At some point – very early as recent research shows – we begin to prioritize the influence that various people have in our lives by trusting some more and some less, generally based on how they treat us. It’s a process that continues and usually becomes more conscious through our whole lives.

We begin to pick the people who matter to us -- who we will invite into our lives to influence and shape us.

For example, our nation has had 45 presidents. As presidents all of them are accorded equal formal authority. But how many do we look to as role models? Probably two or three: Washington, Lincoln and perhaps a more contemporary example. What about the rest? How many of them can you even name?

While their formal authority was consistent across the board, their impact on you certainly isn’t.

Most of them have exercised no leadership in your life. And it’s not a matter of proximity. The two that research says are the most influential – Washington and Lincoln – were long dead before we were born. In any event, the influence of lasting leadership has little or nothing to do with the formal leadership other people are given or claim for themselves. Let me offer another example closer to home.

In the formal realm of things, you had two parents, equally responsible in a biological sense for your existence. But in the social and developmental realm, it’s likely one of them had more influence on you than the other – and it’s also likely that parent continues to influence you in many ways even if they have been deceased for many years.

After that parent died, they had absolutely no authority over you. “So what?” you object. “He or she still plays a huge role in my life, affecting my thoughts and behaviors in countless ways.” That will be case as long as you draw breath. They continue to influence us because we invite them to. And we continue to invite them because of the relationship we shared.

Follower’s choice

As we grow and our world expands, more and more of our relationships are a matter of choice. We generally chose friends and mentors because of the way they treat us and the kind of relationships that develop between us.

Some of them – models and mentors -- exercise more leadership in our lives than others. Some we turn to for one area of expertise, others we turn to for other areas. These decisions are based on the kind of relationships we have with them.

In any case, we invite them to help shape our attitudes and our decisions – in a word, our lives. We try to behave in ways that make us think they would be proud of us. Often, if we can, we actively seek their affirmation.

These are the real leaders in our lives – the people who we invite into our lives to help shape us.

Some lessons

There are some lessons in the realization of how powerful, lasting leadership occurs.

  • If we want to be a leader – if we want to have a lasting influence on others for whatever reason – we should pay attention to the quality of relationships we have with others. It’s not simply a matter of being liked. Virtually every parent hears every child at some point in their lives shout, “I hate you.” As a rule, it’s a fleeting moment. Healthy relationships are built on trust, and trust takes time to grow.

* [DATA EXTRACTS]
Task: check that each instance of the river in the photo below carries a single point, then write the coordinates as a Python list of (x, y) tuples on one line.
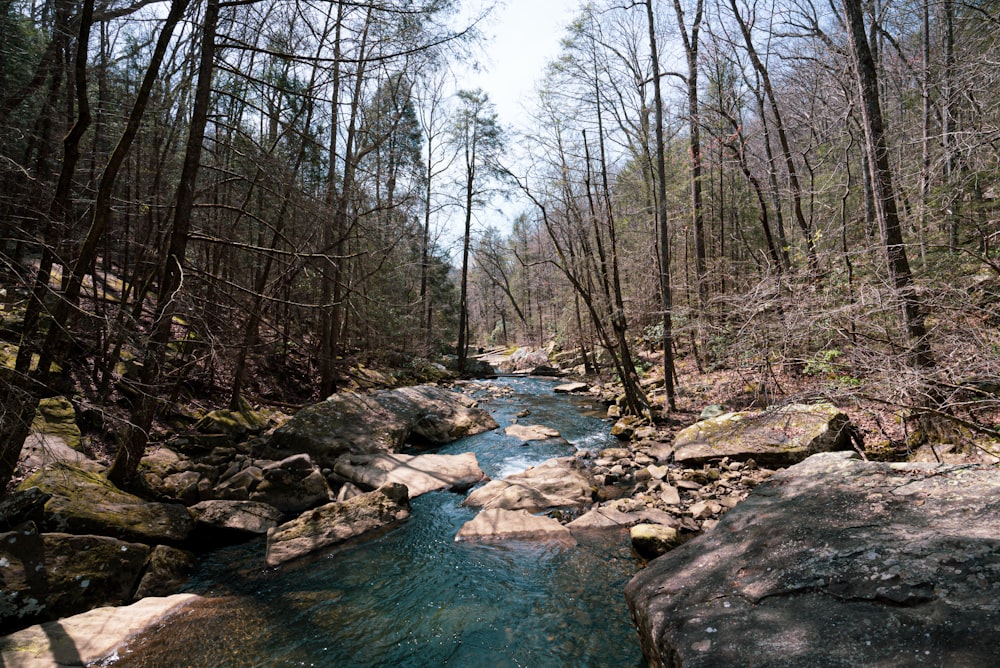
[(415, 597)]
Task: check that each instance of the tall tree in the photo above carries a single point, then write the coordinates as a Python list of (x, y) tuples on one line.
[(885, 196), (477, 133)]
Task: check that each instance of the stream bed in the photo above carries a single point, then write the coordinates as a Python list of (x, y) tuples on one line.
[(415, 597)]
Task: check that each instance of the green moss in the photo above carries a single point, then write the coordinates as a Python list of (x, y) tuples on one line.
[(56, 416)]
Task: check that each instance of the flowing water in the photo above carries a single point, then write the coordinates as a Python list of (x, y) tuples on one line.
[(415, 597)]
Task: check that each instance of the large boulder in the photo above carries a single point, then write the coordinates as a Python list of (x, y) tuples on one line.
[(531, 432), (420, 473), (500, 524), (51, 575), (87, 638), (556, 483), (292, 485), (55, 416), (84, 502), (835, 562), (337, 522), (350, 423), (246, 517), (775, 438)]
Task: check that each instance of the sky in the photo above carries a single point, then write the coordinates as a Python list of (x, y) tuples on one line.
[(522, 37)]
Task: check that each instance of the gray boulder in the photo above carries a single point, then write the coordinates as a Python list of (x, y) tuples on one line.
[(292, 485), (337, 522), (250, 517), (835, 562), (84, 502), (51, 575), (531, 432), (775, 438), (87, 638), (350, 423), (556, 483), (420, 473)]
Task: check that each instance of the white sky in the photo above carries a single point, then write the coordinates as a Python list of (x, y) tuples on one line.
[(524, 36)]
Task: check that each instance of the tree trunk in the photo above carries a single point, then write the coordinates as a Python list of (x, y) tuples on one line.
[(666, 298), (884, 195), (133, 445)]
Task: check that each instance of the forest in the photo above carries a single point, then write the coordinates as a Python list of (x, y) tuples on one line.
[(243, 201)]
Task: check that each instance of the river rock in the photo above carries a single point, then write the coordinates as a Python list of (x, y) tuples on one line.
[(249, 517), (23, 505), (40, 449), (350, 423), (166, 570), (555, 483), (420, 473), (50, 575), (531, 432), (84, 502), (337, 522), (571, 388), (87, 638), (777, 438), (501, 524), (55, 416), (292, 485), (835, 562), (652, 540)]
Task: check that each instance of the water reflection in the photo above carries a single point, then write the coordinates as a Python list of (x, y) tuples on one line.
[(415, 597)]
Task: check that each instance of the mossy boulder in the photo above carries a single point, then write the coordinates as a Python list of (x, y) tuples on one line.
[(652, 540), (337, 522), (776, 437), (348, 423), (50, 575), (233, 423), (165, 571), (84, 502), (56, 416)]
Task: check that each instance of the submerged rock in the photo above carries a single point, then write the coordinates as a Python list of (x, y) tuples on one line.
[(570, 388), (420, 473), (652, 540), (835, 562), (531, 432), (779, 437), (337, 522), (556, 483), (501, 524)]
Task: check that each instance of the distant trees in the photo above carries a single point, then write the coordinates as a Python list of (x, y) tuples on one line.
[(477, 134), (261, 205)]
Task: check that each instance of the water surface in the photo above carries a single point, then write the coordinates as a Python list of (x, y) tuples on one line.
[(415, 597)]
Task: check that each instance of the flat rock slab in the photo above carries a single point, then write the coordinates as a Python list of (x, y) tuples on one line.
[(835, 562), (570, 388), (500, 524), (350, 423), (88, 637), (420, 473), (555, 483), (774, 438), (84, 502), (45, 576), (531, 432), (250, 517), (337, 522)]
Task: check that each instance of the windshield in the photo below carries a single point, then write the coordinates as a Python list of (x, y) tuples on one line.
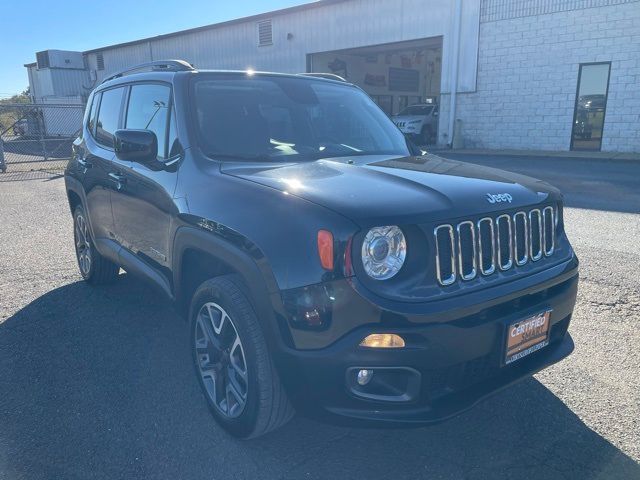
[(240, 117), (417, 110)]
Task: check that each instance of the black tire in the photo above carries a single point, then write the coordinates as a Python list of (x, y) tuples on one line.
[(266, 407), (99, 270)]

* [ACTIVITY] Can you retype the passage on leadership word for word, starting with "Some of them" and going on through "lasting leadership occurs."? Work only from the passage on leadership; the rows play no part.

* [ANSWER BOX]
Some of them – models and mentors -- exercise more leadership in our lives than others. Some we turn to for one area of expertise, others we turn to for other areas. These decisions are based on the kind of relationships we have with them.

In any case, we invite them to help shape our attitudes and our decisions – in a word, our lives. We try to behave in ways that make us think they would be proud of us. Often, if we can, we actively seek their affirmation.

These are the real leaders in our lives – the people who we invite into our lives to help shape us.

Some lessons

There are some lessons in the realization of how powerful, lasting leadership occurs.